-- PROBLEM DESCRIPTION --
List every line of the data below that contains the word "grass", matching case exactly.

····················

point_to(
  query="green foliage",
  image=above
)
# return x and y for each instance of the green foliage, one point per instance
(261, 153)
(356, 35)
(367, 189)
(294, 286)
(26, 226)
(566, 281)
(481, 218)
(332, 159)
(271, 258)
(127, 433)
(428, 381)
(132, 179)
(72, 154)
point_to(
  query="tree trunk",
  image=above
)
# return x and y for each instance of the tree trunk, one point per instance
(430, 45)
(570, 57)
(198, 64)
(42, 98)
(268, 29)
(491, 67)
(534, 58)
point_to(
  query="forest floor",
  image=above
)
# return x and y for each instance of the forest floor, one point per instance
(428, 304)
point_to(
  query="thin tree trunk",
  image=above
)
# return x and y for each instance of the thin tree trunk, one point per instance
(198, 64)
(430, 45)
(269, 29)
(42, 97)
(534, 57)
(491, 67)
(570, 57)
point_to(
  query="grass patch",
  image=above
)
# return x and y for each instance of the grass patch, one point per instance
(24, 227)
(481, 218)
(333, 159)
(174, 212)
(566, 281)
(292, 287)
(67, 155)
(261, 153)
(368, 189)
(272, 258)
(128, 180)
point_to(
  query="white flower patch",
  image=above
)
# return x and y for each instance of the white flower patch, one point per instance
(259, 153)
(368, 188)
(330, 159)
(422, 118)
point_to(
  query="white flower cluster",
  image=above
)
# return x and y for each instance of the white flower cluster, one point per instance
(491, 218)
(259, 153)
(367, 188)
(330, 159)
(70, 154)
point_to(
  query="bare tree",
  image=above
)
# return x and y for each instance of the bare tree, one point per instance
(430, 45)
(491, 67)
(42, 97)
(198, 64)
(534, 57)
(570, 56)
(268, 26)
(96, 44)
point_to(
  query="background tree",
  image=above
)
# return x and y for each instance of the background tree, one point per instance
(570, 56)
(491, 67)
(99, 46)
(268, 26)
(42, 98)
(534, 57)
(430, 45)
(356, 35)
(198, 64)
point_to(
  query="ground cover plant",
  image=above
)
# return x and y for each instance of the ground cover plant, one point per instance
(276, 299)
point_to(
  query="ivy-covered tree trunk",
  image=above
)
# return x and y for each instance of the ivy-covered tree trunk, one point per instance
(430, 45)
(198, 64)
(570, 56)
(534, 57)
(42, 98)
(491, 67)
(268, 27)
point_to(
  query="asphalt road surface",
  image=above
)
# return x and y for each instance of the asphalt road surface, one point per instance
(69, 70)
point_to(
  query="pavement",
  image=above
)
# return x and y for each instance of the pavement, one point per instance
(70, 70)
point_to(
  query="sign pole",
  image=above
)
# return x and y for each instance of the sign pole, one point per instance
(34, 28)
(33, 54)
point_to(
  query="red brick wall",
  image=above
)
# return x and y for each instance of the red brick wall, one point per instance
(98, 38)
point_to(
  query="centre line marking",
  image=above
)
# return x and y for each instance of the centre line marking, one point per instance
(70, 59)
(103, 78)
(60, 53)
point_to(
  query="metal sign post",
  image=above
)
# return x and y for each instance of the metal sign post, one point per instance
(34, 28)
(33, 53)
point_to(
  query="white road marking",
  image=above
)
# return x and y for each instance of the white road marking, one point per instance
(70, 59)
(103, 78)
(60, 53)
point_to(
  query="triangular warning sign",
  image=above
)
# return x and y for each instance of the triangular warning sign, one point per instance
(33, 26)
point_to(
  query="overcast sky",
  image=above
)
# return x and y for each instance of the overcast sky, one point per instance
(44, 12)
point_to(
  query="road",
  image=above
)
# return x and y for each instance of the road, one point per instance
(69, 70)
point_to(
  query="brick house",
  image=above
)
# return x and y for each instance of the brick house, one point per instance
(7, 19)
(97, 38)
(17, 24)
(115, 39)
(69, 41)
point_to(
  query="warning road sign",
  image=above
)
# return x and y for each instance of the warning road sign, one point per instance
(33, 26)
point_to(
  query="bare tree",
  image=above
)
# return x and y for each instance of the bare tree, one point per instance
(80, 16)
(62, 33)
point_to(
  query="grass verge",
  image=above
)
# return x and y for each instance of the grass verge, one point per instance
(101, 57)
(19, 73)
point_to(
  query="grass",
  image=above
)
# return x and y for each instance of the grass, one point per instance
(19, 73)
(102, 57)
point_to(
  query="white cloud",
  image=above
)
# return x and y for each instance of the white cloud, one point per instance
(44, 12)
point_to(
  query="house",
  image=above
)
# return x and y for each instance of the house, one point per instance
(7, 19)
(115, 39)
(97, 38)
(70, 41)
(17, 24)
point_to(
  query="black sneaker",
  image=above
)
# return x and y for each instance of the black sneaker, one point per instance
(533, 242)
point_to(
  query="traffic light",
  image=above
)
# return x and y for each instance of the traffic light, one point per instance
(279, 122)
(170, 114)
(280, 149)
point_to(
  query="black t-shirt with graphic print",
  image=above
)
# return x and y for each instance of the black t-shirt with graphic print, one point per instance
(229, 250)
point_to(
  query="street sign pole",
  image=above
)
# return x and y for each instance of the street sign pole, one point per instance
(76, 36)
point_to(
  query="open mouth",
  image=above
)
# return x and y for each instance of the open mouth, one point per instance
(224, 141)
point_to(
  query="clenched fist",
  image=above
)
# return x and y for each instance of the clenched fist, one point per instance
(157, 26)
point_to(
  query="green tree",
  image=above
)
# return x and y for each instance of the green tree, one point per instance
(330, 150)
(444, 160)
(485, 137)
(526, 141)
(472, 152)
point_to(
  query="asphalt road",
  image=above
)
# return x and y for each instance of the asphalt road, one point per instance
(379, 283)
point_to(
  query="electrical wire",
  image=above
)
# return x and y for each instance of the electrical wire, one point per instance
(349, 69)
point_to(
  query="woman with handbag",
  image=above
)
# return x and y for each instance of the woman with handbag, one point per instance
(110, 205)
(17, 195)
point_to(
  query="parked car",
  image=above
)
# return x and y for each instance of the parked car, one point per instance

····················

-- EXERCISE ANSWER --
  query="grass patch",
# return x and y for each instance of the grass patch, one point per instance
  query="grass verge",
# return x and y for each instance of the grass verge, one point per instance
  query="grass",
# return x and y for each instance of the grass, one point per instance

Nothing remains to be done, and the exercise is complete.